Task to complete -> Convert the listing below into a JSON list of strings, with each line as one string and blank lines left out.

(Data drawn from a collection)
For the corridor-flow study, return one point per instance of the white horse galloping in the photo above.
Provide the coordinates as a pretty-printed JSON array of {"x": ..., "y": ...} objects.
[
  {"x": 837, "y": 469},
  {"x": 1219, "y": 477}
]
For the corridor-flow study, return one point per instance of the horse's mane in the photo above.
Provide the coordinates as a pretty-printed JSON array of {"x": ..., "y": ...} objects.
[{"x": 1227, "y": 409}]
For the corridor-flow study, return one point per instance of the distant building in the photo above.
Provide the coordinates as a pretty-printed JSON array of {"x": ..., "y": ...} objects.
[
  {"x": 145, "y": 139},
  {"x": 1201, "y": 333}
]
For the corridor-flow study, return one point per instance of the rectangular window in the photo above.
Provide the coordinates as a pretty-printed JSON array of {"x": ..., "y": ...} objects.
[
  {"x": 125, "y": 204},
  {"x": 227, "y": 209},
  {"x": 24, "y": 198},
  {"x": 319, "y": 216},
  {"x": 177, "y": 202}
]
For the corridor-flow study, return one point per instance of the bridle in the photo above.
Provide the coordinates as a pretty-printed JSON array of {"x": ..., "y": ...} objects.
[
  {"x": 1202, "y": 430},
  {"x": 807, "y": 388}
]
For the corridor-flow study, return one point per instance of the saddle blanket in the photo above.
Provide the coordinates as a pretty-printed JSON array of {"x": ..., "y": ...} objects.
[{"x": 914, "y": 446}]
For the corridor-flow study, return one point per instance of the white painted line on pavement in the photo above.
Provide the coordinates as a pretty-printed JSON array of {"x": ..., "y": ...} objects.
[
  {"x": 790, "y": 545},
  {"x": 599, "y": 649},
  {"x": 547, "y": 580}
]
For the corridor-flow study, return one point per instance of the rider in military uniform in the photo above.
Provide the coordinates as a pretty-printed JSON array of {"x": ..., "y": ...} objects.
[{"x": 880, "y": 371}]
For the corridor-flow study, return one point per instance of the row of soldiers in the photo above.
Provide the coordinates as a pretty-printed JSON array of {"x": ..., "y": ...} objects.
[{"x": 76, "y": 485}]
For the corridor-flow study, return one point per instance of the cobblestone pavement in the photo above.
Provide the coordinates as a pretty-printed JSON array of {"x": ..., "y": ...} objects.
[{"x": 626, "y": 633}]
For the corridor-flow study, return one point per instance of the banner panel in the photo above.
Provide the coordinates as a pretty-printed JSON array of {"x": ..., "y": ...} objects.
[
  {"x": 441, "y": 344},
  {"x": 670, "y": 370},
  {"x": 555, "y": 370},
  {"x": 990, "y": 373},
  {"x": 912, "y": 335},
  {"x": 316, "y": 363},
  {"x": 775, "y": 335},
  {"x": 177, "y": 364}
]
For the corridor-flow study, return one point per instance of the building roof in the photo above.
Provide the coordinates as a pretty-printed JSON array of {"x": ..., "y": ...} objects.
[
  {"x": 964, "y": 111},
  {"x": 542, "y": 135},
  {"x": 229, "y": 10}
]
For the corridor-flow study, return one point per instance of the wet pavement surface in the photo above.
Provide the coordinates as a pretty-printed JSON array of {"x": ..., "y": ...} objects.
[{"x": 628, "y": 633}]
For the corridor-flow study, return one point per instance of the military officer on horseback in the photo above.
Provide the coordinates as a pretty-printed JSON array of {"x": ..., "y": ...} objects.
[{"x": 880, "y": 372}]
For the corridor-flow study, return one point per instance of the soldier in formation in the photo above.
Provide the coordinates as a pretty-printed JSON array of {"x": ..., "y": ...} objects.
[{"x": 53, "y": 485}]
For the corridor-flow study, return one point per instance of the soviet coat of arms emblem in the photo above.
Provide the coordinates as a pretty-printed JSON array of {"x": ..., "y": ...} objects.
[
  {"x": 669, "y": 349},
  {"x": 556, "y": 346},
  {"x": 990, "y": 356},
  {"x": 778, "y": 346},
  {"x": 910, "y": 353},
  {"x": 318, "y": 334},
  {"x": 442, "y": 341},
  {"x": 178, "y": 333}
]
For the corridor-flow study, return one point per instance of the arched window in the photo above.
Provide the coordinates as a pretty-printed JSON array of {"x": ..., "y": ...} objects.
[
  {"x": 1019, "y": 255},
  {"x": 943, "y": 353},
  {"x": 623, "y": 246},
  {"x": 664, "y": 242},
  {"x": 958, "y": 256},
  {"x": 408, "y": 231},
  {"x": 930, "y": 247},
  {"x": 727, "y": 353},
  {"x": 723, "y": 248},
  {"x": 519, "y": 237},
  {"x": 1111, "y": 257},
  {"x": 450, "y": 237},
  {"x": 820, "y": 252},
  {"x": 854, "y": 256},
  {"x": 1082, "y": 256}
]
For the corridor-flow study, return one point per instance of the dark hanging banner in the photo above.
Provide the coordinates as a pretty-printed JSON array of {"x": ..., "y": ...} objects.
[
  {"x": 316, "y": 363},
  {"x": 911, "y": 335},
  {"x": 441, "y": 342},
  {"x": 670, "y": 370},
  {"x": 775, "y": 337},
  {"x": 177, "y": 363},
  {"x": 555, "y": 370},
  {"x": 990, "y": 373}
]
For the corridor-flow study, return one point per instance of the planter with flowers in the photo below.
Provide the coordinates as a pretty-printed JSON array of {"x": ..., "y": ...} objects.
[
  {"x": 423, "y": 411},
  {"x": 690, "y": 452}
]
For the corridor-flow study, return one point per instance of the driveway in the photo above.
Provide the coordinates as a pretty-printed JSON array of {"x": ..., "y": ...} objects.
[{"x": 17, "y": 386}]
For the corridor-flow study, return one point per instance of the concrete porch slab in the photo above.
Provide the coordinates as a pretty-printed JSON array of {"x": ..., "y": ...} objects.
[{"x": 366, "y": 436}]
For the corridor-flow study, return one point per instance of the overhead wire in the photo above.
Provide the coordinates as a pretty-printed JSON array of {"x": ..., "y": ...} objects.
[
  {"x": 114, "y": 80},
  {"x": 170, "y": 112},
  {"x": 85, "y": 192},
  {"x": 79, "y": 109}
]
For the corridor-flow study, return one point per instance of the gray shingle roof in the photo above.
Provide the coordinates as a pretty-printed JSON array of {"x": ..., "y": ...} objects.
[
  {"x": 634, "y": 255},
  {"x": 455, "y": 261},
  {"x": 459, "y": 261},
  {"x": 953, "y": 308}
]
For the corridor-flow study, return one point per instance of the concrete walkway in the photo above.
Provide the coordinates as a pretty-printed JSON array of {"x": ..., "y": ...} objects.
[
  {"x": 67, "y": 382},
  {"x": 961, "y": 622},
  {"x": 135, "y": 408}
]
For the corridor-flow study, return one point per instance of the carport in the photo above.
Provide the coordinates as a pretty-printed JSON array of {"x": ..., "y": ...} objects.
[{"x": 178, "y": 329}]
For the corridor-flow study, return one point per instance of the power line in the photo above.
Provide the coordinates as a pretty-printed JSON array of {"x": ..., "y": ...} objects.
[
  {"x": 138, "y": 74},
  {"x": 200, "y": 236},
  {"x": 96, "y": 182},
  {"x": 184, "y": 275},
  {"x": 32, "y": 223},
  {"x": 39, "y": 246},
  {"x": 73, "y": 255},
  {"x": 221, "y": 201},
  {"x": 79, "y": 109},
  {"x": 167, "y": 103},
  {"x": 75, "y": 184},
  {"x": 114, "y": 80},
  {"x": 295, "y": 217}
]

Solution below ->
[
  "For the corridor-flow study, return one point per instance of the white horse galloping in the photo above.",
  "Provide the coordinates as a pretty-printed JSON array of {\"x\": ..., \"y\": ...} objects.",
  "[",
  "  {\"x\": 837, \"y\": 469},",
  "  {\"x\": 1219, \"y\": 477}",
  "]",
  "For the corridor-flow study, return one point per instance of the horse's mane in the photo above.",
  "Provide the coordinates as a pretty-printed JSON array of {\"x\": ..., \"y\": ...} objects.",
  "[{\"x\": 1227, \"y\": 409}]",
  "For the corridor-flow study, return one point per instance of the distant building in the photo above.",
  "Provide the coordinates as a pretty-printed JSON array of {\"x\": ..., \"y\": ...} objects.",
  "[",
  "  {\"x\": 145, \"y\": 139},",
  "  {\"x\": 1201, \"y\": 333}",
  "]",
  "For the corridor-flow study, return one point per instance of the rectangular window in the photo above.",
  "Provide the coordinates as a pretty-printed JSON array of {\"x\": ..., \"y\": ...} objects.",
  "[",
  "  {\"x\": 125, \"y\": 204},",
  "  {\"x\": 227, \"y\": 209},",
  "  {\"x\": 24, \"y\": 198},",
  "  {\"x\": 319, \"y\": 216},",
  "  {\"x\": 177, \"y\": 202}",
  "]",
  "For the corridor-flow study, return one point per instance of the bridle in the photo above.",
  "Provide the coordinates as a pretty-printed JSON array of {\"x\": ..., \"y\": ...} objects.",
  "[",
  "  {\"x\": 1202, \"y\": 430},",
  "  {\"x\": 807, \"y\": 388}",
  "]",
  "For the corridor-flow study, return one point per instance of the saddle blanket in the photo above.",
  "Provide the coordinates as a pretty-printed JSON array of {\"x\": ..., \"y\": ...} objects.",
  "[{\"x\": 914, \"y\": 446}]",
  "For the corridor-flow study, return one point per instance of the white painted line on pavement in the photo above.",
  "Provide the coordinates as a pretty-printed JSON array of {\"x\": ..., \"y\": ...} objects.",
  "[",
  "  {\"x\": 790, \"y\": 545},",
  "  {\"x\": 599, \"y\": 649},",
  "  {\"x\": 547, \"y\": 580}",
  "]",
  "For the corridor-flow study, return one point per instance of the rider in military uniform in the photo above.",
  "Provide the coordinates as a pretty-printed JSON array of {\"x\": ..., \"y\": ...} objects.",
  "[{\"x\": 880, \"y\": 371}]",
  "For the corridor-flow study, return one point per instance of the row of soldiers in the photo above.",
  "Provide the coordinates as a pretty-printed JSON array of {\"x\": ..., \"y\": ...} objects.",
  "[{\"x\": 76, \"y\": 485}]",
  "For the corridor-flow study, return one point per instance of the cobblestone pavement in the photo above.",
  "Provide the coordinates as a pretty-printed JSON array of {\"x\": ..., \"y\": ...} objects.",
  "[{\"x\": 626, \"y\": 633}]",
  "For the corridor-flow study, return one point per instance of the banner panel in the photo above.",
  "Provide the coordinates as a pretty-printed JSON array of {\"x\": ..., \"y\": ...} objects.",
  "[",
  "  {\"x\": 441, \"y\": 344},",
  "  {\"x\": 670, \"y\": 370},",
  "  {\"x\": 555, \"y\": 370},",
  "  {\"x\": 990, \"y\": 373},",
  "  {\"x\": 912, \"y\": 335},",
  "  {\"x\": 316, \"y\": 363},",
  "  {\"x\": 775, \"y\": 335},",
  "  {\"x\": 177, \"y\": 364}",
  "]",
  "For the corridor-flow study, return one point per instance of the building roof in the photo above.",
  "Provide the coordinates as a pretty-printed JSON array of {\"x\": ..., \"y\": ...} objects.",
  "[",
  "  {\"x\": 964, \"y\": 111},",
  "  {\"x\": 542, \"y\": 135},",
  "  {\"x\": 229, \"y\": 10}",
  "]",
  "For the corridor-flow study, return one point per instance of the wet pavement surface in the photo above.",
  "Provide the coordinates as a pretty-printed JSON array of {\"x\": ..., \"y\": ...} objects.",
  "[{\"x\": 628, \"y\": 633}]",
  "For the corridor-flow study, return one point per instance of the military officer on horseback in the photo above.",
  "Provide the coordinates as a pretty-printed JSON array of {\"x\": ..., \"y\": ...} objects.",
  "[{\"x\": 880, \"y\": 372}]",
  "For the corridor-flow study, return one point per instance of the soldier in formation in the photo above.",
  "Provide the coordinates as a pretty-printed JSON array of {\"x\": ..., \"y\": ...} objects.",
  "[{\"x\": 53, \"y\": 485}]",
  "For the corridor-flow study, return one point per instance of the soviet coat of arms emblem in the photo above.",
  "Provide the coordinates as a pretty-printed JSON array of {\"x\": ..., \"y\": ...} objects.",
  "[",
  "  {\"x\": 669, \"y\": 349},",
  "  {\"x\": 556, \"y\": 346},",
  "  {\"x\": 990, \"y\": 356},",
  "  {\"x\": 778, \"y\": 346},",
  "  {\"x\": 910, \"y\": 353},",
  "  {\"x\": 318, \"y\": 334},",
  "  {\"x\": 442, \"y\": 341},",
  "  {\"x\": 178, \"y\": 333}",
  "]",
  "For the corridor-flow study, return one point per instance of the arched window in the photo above.",
  "Provide the coordinates as a pretty-printed JSON array of {\"x\": ..., \"y\": ...} objects.",
  "[",
  "  {\"x\": 1019, \"y\": 255},",
  "  {\"x\": 943, \"y\": 353},",
  "  {\"x\": 623, \"y\": 246},",
  "  {\"x\": 664, \"y\": 242},",
  "  {\"x\": 958, \"y\": 256},",
  "  {\"x\": 408, \"y\": 231},",
  "  {\"x\": 930, \"y\": 247},",
  "  {\"x\": 727, \"y\": 353},",
  "  {\"x\": 723, \"y\": 248},",
  "  {\"x\": 519, \"y\": 237},",
  "  {\"x\": 1111, \"y\": 257},",
  "  {\"x\": 450, \"y\": 237},",
  "  {\"x\": 820, \"y\": 252},",
  "  {\"x\": 854, \"y\": 256},",
  "  {\"x\": 1082, \"y\": 256}",
  "]",
  "For the corridor-flow study, return one point per instance of the dark hanging banner in the photo above.",
  "Provide the coordinates as a pretty-printed JSON array of {\"x\": ..., \"y\": ...} objects.",
  "[",
  "  {\"x\": 316, \"y\": 363},",
  "  {\"x\": 911, \"y\": 335},",
  "  {\"x\": 441, \"y\": 342},",
  "  {\"x\": 670, \"y\": 370},",
  "  {\"x\": 775, \"y\": 337},",
  "  {\"x\": 177, \"y\": 363},",
  "  {\"x\": 555, \"y\": 370},",
  "  {\"x\": 990, \"y\": 373}",
  "]",
  "For the corridor-flow study, return one point per instance of the planter with flowers in the photo below.",
  "Provide the coordinates as a pretty-printed JSON array of {\"x\": ..., \"y\": ...} objects.",
  "[",
  "  {\"x\": 423, \"y\": 411},",
  "  {\"x\": 690, \"y\": 452}",
  "]",
  "For the corridor-flow study, return one point per instance of the driveway in the photo above.",
  "Provide the coordinates as a pretty-printed JSON array of {\"x\": ..., \"y\": ...} objects.",
  "[{\"x\": 17, \"y\": 386}]",
  "For the corridor-flow study, return one point per instance of the concrete porch slab in the photo above.",
  "Provide the coordinates as a pretty-printed JSON array of {\"x\": ..., \"y\": ...} objects.",
  "[{\"x\": 366, \"y\": 436}]",
  "For the corridor-flow study, return one point per instance of the overhead wire in the photo above.",
  "Provide the coordinates as a pretty-printed JSON array of {\"x\": ..., \"y\": ...} objects.",
  "[",
  "  {\"x\": 114, \"y\": 80},",
  "  {\"x\": 170, \"y\": 112},",
  "  {\"x\": 85, \"y\": 192},",
  "  {\"x\": 79, \"y\": 109}",
  "]",
  "For the corridor-flow study, return one point per instance of the gray shingle roof in the photo above.",
  "Provide the coordinates as a pretty-printed JSON array of {\"x\": ..., \"y\": ...} objects.",
  "[",
  "  {\"x\": 634, \"y\": 255},",
  "  {\"x\": 455, \"y\": 261},",
  "  {\"x\": 459, \"y\": 261},",
  "  {\"x\": 953, \"y\": 308}",
  "]",
  "For the corridor-flow study, return one point per instance of the concrete walkway in the photo above.",
  "Provide the coordinates as a pretty-printed JSON array of {\"x\": ..., \"y\": ...} objects.",
  "[",
  "  {\"x\": 67, \"y\": 382},",
  "  {\"x\": 961, \"y\": 622},",
  "  {\"x\": 135, \"y\": 408}",
  "]",
  "For the corridor-flow study, return one point per instance of the carport in the photo above.",
  "Provide the coordinates as a pretty-printed JSON array of {\"x\": ..., \"y\": ...} objects.",
  "[{\"x\": 178, \"y\": 329}]",
  "For the corridor-flow study, return one point per instance of the power line in the photo above.",
  "Provide the coordinates as a pretty-printed JSON array of {\"x\": ..., \"y\": ...} objects.",
  "[",
  "  {\"x\": 138, \"y\": 74},",
  "  {\"x\": 200, \"y\": 236},",
  "  {\"x\": 96, \"y\": 182},",
  "  {\"x\": 184, \"y\": 275},",
  "  {\"x\": 32, \"y\": 223},",
  "  {\"x\": 39, \"y\": 246},",
  "  {\"x\": 73, \"y\": 255},",
  "  {\"x\": 221, \"y\": 201},",
  "  {\"x\": 79, \"y\": 109},",
  "  {\"x\": 167, \"y\": 103},",
  "  {\"x\": 75, \"y\": 184},",
  "  {\"x\": 114, \"y\": 80},",
  "  {\"x\": 295, \"y\": 217}",
  "]"
]